WHAT YOU WILL DO
In the copy, include all of the listing exactly and none of its pictures.

PROVIDED INFORMATION
______
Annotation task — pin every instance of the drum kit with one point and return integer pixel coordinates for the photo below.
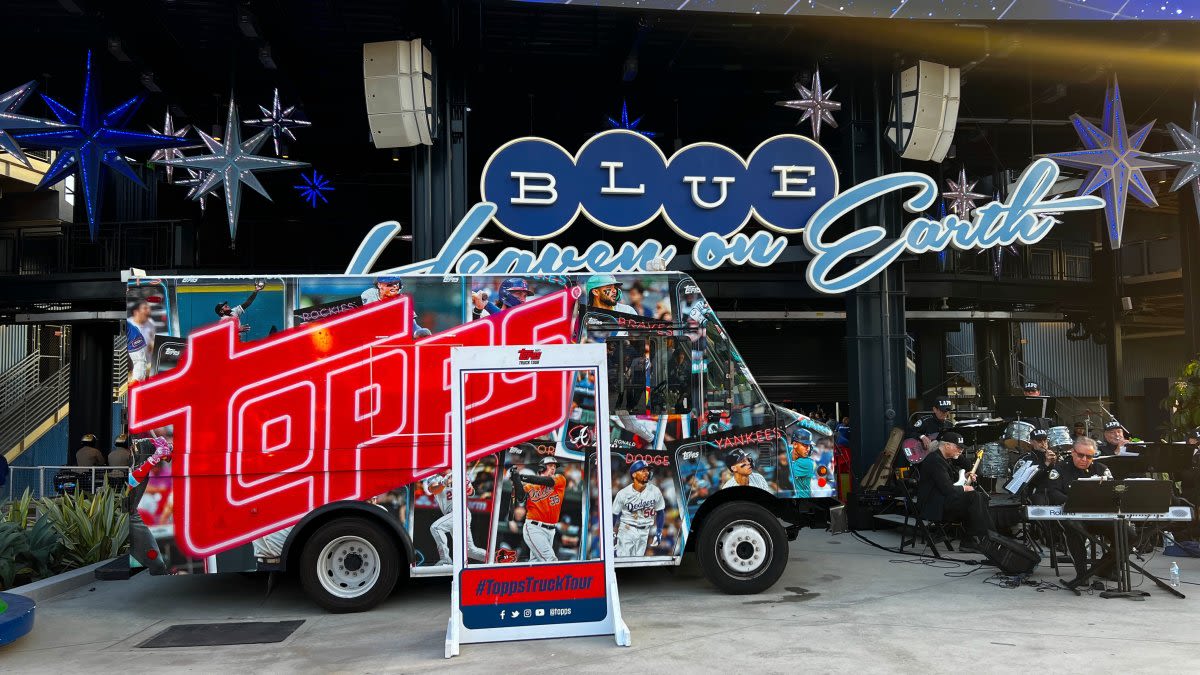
(1015, 440)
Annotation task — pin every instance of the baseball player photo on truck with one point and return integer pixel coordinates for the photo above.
(640, 513)
(543, 496)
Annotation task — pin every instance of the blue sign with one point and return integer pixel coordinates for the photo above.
(621, 180)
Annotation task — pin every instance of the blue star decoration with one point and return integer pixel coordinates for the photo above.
(231, 165)
(315, 187)
(1187, 155)
(93, 139)
(629, 125)
(10, 120)
(1114, 162)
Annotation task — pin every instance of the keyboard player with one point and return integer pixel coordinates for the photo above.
(1079, 465)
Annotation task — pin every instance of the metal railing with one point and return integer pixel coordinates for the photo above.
(120, 362)
(18, 381)
(40, 402)
(53, 481)
(1050, 260)
(40, 249)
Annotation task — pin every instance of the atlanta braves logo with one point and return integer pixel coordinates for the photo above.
(581, 437)
(336, 410)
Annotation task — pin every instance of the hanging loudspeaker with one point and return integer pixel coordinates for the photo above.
(927, 96)
(397, 82)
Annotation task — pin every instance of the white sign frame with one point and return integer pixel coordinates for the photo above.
(505, 359)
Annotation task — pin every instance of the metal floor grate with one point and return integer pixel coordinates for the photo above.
(216, 634)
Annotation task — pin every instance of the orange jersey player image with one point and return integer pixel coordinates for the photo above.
(543, 495)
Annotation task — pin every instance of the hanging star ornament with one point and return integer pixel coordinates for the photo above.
(1114, 162)
(315, 187)
(168, 129)
(816, 105)
(193, 180)
(961, 195)
(629, 125)
(1187, 155)
(231, 165)
(93, 139)
(279, 121)
(10, 120)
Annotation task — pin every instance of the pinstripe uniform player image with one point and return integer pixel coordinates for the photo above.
(543, 495)
(439, 487)
(640, 511)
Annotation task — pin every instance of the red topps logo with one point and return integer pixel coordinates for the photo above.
(269, 430)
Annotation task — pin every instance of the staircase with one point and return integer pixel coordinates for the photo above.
(29, 405)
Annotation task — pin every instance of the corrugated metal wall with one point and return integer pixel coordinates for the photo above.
(1063, 368)
(1150, 357)
(960, 352)
(13, 345)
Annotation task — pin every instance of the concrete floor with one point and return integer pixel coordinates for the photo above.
(840, 607)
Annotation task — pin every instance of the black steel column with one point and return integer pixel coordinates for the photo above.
(875, 322)
(1189, 245)
(91, 386)
(439, 171)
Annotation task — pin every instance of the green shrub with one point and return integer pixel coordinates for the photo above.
(17, 511)
(13, 550)
(91, 527)
(1183, 401)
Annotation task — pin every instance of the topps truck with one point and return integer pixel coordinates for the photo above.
(303, 423)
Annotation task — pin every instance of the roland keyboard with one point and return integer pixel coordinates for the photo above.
(1055, 513)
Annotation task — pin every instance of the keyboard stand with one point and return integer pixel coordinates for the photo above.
(1119, 557)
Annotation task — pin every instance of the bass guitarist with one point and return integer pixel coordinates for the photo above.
(925, 430)
(941, 500)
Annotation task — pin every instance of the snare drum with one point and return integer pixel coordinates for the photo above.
(1059, 437)
(1017, 435)
(995, 461)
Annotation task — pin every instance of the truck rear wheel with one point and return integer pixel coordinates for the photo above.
(349, 565)
(743, 548)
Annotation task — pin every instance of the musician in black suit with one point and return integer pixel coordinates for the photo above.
(1116, 438)
(1043, 457)
(1080, 465)
(941, 500)
(927, 429)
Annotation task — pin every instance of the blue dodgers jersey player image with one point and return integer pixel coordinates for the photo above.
(802, 464)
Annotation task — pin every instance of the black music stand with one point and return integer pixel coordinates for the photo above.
(1165, 458)
(1120, 499)
(1025, 407)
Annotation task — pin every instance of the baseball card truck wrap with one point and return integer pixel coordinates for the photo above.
(304, 422)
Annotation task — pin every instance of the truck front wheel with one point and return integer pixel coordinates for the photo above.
(743, 548)
(349, 565)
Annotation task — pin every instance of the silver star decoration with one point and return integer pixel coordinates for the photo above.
(233, 163)
(168, 129)
(1187, 156)
(963, 195)
(193, 180)
(816, 105)
(279, 120)
(1114, 162)
(11, 101)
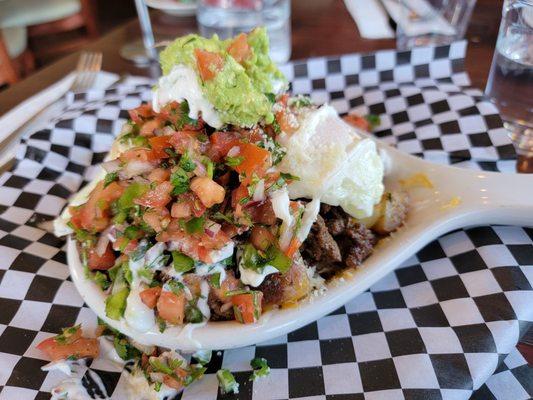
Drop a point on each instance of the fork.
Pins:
(89, 64)
(87, 68)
______
WRITTEN REPLY
Annotation task — pin every instance of the drum kit with one point and return integer pixel coordinates for the photo below.
(1015, 440)
Annotation task — pin every instance of the baseball player photo on truck with one point and return integer pixel coordinates for the photo above.
(640, 513)
(543, 496)
Annotation task — pin every instance of the blue sign with one point and return integer pixel coordinates for the photo above.
(621, 180)
Annotation task — pin every instance of the blue star decoration with one point and return integer pixel coordinates for the photo above.
(231, 165)
(315, 187)
(1187, 155)
(93, 139)
(629, 125)
(10, 120)
(1114, 162)
Annotation task — pin every instance of the keyboard player with one point and return integer pixel coordinates for the photo above.
(1079, 465)
Annotation task — pin every instance of the metal railing with one point and return integer pixel coordinates for the photo above.
(120, 362)
(18, 381)
(40, 402)
(53, 481)
(1050, 260)
(40, 249)
Annotation task — pin every instance of the atlanta braves logo with one point and return integer pixel coordinates for the photo above.
(581, 437)
(336, 410)
Annotation task — pin every instance of the hanging loudspeaker with one point and return integer pixel coordinates for the photo above.
(927, 96)
(397, 82)
Annotation task — pin every instance of the white sign frame with one point and return integer pixel coordinates for the photo above.
(505, 359)
Annotation task — pin every instance of the metal floor grate with one point and return integer pixel coordinates for the photo above.
(216, 634)
Annotation task — pin every instance of the orange jersey player image with one point and return integer pixel coordinates for the photo above.
(543, 495)
Annotation task — pin every instance of the hanging star ornament with one point and return integer pixel coordinates for the photo above.
(1114, 162)
(315, 187)
(168, 129)
(816, 105)
(193, 180)
(961, 195)
(629, 125)
(1187, 155)
(231, 165)
(93, 139)
(279, 121)
(10, 120)
Annotation task — pin every instance of the pinstripe uniform player image with one point and return integer pixel coordinates for the photo above.
(543, 495)
(439, 487)
(640, 511)
Annotation task — pin every instance of the red topps logo with one point and return integer pixel coordinates for the photo above.
(269, 430)
Annotation task — pin every instance of the staircase with one point and return integer pixel coordinates for the photo above.
(29, 405)
Annotation task — pin every instance of the corrugated metal wall with one point and return integer pixel coordinates for the photo above.
(1063, 368)
(1150, 357)
(960, 352)
(13, 345)
Annotation task — pin every instance of the concrete floor with one point and return integer pixel coordinates for the photo above.
(840, 607)
Annotation task — pin every instance of the black steel column with one point and return integer pixel coordinates for the photo above.
(875, 322)
(1189, 245)
(91, 386)
(439, 171)
Annotation task — pin every instance of the green shrub with one point and return integer pixel coordinates for the photo above.
(17, 511)
(13, 550)
(91, 527)
(1183, 401)
Annotation task — pin every instance of the topps truck with one point and return integer pixel coordinates for the photo above.
(303, 423)
Annotation task — pin every instance of the roland keyboard with one point and return integer pixel coordinates for the photo above.
(1055, 513)
Annotation task — pin every instance of the keyboard stand with one point and return integer pixel coordinates for the photo above.
(1119, 557)
Annotation task — pin every instance of the bass guitarist with one point and return integer pixel coordinates for the photo above.
(925, 430)
(941, 500)
Annotation task — pin every instance of the snare drum with one point and return integer pixel coordinates for the photo above.
(1059, 437)
(1017, 435)
(995, 461)
Annotation task — pin every instance of the truck rear wheel with one point and return integer pixel coordinates for the photo above.
(349, 565)
(743, 548)
Annotation task — pin every instance of the musician in black suit with one point and return integer pixel coordinates for the photo above.
(1116, 438)
(1043, 457)
(1080, 465)
(941, 500)
(927, 429)
Annotation task — pin every instance of the blue dodgers jersey player image with one point and return integer pixel coordinates for the photo above.
(802, 464)
Annotation task — pin every instance of the black music stand with one point and return integer pixel coordinates for the photo above.
(1165, 458)
(1120, 499)
(1025, 407)
Annotation task — pin every instance of the baseball card truck wrap with one point and return integer pixel coordinates for the photo above.
(304, 422)
Annotation task — pin every instance of the truck front wheel with one point and return integer pixel coordinates for the photo above.
(743, 548)
(349, 565)
Annotation task — pin every instance of the silver star decoration with one point and return integer pixel coordinates for the photo above.
(233, 163)
(168, 129)
(1187, 156)
(963, 195)
(193, 180)
(816, 105)
(279, 120)
(1114, 162)
(11, 101)
Drop a point on each instance of the fork.
Pins:
(89, 64)
(87, 68)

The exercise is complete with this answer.